■ **ZU ERLEDIGEN**:
(A) Gib aus dem Text über den Online-Brillenkauf den Abschnitt von „In Deutschland kann“ bis „der größte Online-Optiker.“ wortgetreu wieder.
(B) Führe alle Zeilen der Auflistung vollständig auf, die das Wort „woman“ enthalten.

■ **DOKUMENTTEXT**:
↓

Online-Optiker Mister Spex Foto: Mister Spex

Rundes oder eckiges Gesicht? Breiter oder schmaler Kopf? Hohe Stirn? Breite Nase? Wer heute eine neue Brille kaufen will, braucht nur noch diese Fragen in einem Online-Formular zu beantworten. Noch schnell das Lieblingsgestell auswählen, die Werte vom Brillenpass oder dem Rezept des Augenarztes eintippen, Bankverbindung und Adresse angeben und schon ist die passende Sehhilfe unterwegs.

In Deutschland kann man zwischen etwa 15 Online-Shops wählen, die sich auf den Verkauf von Brillen spezialisiert haben. Ihr Geschäft boomt. So vermeldete etwa der Berliner Anbieter Mister Spex Ende Januar für 2012 ein Umsatzwachstum von mehr als 50 Prozent auf rund 26 Millionen Euro. Nach eigenen Angaben hat er inzwischen mehr als 500.000 Kunden und ist derzeit der größte Online-Optiker.

Anbieter wie Mister Spex setzen vor allem auf den Verkauf von Zweitbrillen. Denn wer zum allerersten Mal eine Sehhilfe kauft, zieht in der Regel nach wie vor eine persönliche Beratung vor. Wer an das Tragen einer Brille gewöhnt ist, tendiert dagegen eher dazu, die nächste Brille online zu kaufen. Allerdings lohnt es sich, die Angebote der Online-Läden zu vergleichen. Die Preise und die Auswahl unterscheiden sich von Anbieter zu Anbieter, außerdem nehmen nur einige von ihnen maßgefertigte Brillen zurück.

Weit unter der Herstellerempfehlung

"Wir sind bis zu 60 Prozent günstiger als die Herstellerempfehlung", verspricht etwa Mirko Caspar, Geschäftsführer von Mister Spex. No-Name-Brillen etwa bietet das Berliner Unternehmen schon für unter 30 Euro. Der momentan günstigste Anbieter ist Netzoptiker.de, bei dem ausgewählte Modelle inklusive speziell angepassten Gläsern 29 Euro kosten - inklusive Versand. Andere Online-Shops verkaufen zwar noch preiswertere Brillen, verlangen aber zusätzlich bis zu 13 Euro Versandkosten.

↑

■ **DATENLISTE**:
↓

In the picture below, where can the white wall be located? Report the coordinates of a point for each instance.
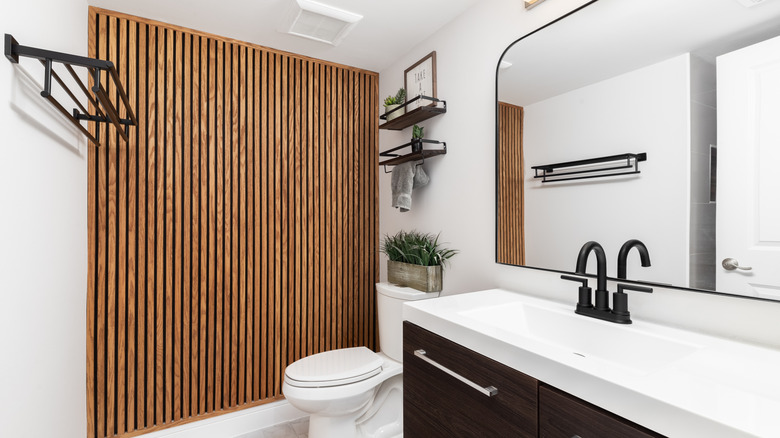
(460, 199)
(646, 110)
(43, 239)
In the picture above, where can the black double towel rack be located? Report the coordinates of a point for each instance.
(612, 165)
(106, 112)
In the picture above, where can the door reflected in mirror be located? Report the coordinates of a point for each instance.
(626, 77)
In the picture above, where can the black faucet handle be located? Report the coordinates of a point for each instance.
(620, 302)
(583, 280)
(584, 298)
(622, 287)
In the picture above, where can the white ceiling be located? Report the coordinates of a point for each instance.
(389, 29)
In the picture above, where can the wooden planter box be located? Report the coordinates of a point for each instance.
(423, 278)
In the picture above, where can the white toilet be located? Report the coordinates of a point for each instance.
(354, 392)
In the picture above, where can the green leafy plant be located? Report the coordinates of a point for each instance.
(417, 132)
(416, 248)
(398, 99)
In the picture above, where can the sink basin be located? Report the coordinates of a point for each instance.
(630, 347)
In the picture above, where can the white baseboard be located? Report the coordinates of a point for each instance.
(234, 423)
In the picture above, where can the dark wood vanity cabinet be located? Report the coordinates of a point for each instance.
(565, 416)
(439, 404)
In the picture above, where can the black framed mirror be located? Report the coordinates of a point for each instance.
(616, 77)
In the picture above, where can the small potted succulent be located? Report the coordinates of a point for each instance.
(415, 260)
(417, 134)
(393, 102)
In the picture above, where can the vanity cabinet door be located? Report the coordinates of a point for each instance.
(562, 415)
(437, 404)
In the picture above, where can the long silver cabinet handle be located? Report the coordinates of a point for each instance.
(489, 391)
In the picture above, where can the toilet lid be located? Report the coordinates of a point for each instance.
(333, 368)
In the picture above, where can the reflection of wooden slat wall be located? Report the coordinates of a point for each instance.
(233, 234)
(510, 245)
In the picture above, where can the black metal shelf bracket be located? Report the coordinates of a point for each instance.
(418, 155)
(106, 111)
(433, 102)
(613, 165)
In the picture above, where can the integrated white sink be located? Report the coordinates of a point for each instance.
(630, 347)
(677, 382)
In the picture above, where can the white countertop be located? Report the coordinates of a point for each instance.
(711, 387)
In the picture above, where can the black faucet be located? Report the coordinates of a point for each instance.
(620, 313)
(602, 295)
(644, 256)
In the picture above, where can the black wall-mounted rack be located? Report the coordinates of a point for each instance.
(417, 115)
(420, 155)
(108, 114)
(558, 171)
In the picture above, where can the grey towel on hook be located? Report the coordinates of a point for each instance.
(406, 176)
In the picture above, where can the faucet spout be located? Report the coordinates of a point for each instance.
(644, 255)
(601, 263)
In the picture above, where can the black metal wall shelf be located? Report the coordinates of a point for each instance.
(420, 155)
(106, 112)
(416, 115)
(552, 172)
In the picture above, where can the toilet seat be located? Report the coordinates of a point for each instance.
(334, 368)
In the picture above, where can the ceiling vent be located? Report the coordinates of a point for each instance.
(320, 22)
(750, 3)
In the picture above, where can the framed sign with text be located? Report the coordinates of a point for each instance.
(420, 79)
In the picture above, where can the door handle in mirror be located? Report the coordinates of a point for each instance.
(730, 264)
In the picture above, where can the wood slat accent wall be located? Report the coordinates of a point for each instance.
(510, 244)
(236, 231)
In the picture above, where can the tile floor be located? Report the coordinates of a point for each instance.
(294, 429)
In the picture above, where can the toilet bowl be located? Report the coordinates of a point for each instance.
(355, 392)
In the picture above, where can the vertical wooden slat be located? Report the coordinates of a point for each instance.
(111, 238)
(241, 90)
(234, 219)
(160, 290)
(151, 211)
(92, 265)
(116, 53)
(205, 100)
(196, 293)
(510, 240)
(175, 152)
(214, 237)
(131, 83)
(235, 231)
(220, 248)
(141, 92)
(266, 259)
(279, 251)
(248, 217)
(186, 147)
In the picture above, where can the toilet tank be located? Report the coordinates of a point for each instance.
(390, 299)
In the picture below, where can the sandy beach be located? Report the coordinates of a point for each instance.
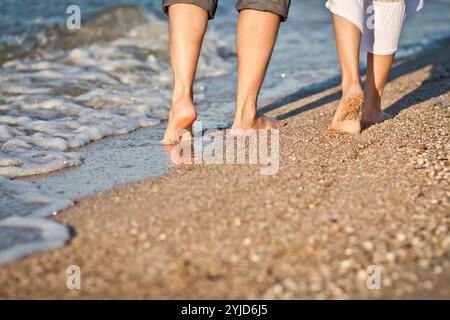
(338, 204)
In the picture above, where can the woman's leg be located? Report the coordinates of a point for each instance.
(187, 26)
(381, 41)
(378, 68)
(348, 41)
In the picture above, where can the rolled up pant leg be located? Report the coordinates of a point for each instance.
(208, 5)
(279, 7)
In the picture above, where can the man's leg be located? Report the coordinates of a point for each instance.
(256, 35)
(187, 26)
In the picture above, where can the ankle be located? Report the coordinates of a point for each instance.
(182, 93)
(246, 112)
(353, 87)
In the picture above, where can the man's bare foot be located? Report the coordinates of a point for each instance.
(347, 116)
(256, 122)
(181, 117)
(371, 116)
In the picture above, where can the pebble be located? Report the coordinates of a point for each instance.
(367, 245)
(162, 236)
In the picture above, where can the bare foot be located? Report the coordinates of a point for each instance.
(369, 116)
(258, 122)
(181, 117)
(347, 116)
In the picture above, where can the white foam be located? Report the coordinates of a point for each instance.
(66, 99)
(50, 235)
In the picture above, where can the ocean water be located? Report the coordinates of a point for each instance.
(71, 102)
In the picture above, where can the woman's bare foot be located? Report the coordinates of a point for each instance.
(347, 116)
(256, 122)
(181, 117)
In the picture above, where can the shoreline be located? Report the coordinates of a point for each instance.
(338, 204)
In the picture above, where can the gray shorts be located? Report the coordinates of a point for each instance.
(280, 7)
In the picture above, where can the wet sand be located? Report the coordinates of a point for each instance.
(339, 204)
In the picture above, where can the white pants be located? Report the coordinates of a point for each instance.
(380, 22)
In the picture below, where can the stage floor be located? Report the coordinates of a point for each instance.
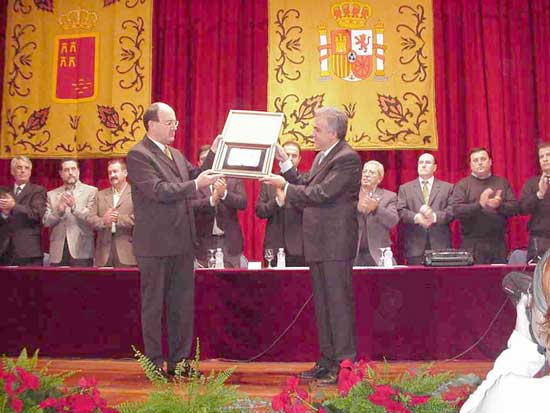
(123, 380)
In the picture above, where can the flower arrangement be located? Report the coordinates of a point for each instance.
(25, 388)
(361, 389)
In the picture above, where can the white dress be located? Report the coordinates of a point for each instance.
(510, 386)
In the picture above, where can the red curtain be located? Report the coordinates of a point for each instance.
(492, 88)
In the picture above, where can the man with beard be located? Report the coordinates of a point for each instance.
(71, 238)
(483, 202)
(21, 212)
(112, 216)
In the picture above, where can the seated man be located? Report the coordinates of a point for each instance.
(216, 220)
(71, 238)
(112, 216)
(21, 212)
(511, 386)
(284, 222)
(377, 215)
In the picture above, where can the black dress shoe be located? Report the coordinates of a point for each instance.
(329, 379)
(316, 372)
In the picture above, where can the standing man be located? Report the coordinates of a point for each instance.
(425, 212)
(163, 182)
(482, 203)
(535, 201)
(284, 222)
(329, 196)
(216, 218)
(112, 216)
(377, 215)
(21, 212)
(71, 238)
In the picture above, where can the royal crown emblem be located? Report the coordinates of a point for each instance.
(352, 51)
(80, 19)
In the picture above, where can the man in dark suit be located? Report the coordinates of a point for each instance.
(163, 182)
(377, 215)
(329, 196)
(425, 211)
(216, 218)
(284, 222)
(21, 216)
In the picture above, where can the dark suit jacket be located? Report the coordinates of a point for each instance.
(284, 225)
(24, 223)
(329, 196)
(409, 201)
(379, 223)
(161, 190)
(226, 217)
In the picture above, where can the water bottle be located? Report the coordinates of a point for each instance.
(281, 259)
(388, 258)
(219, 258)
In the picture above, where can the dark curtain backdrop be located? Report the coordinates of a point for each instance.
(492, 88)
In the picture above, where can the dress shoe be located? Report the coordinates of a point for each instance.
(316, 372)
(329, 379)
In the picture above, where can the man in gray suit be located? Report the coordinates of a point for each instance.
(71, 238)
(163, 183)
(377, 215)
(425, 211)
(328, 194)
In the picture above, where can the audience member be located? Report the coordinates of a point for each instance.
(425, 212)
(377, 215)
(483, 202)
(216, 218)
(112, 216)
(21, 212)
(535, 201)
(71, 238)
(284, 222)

↑

■ **ANTWORTEN JE AUFGABE**:
(A)
In Deutschland kann man zwischen etwa 15 Online-Shops wählen, die sich auf den Verkauf von Brillen spezialisiert haben. Ihr Geschäft boomt. So vermeldete etwa der Berliner Anbieter Mister Spex Ende Januar für 2012 ein Umsatzwachstum von mehr als 50 Prozent auf rund 26 Millionen Euro. Nach eigenen Angaben hat er inzwischen mehr als 500.000 Kunden und ist derzeit der größte Online-Optiker.

(B)
In the picture above, where can the woman's leg be located? Report the coordinates of a point for each instance.
In the picture above, where can the woman's bare foot be located? Report the coordinates of a point for each instance.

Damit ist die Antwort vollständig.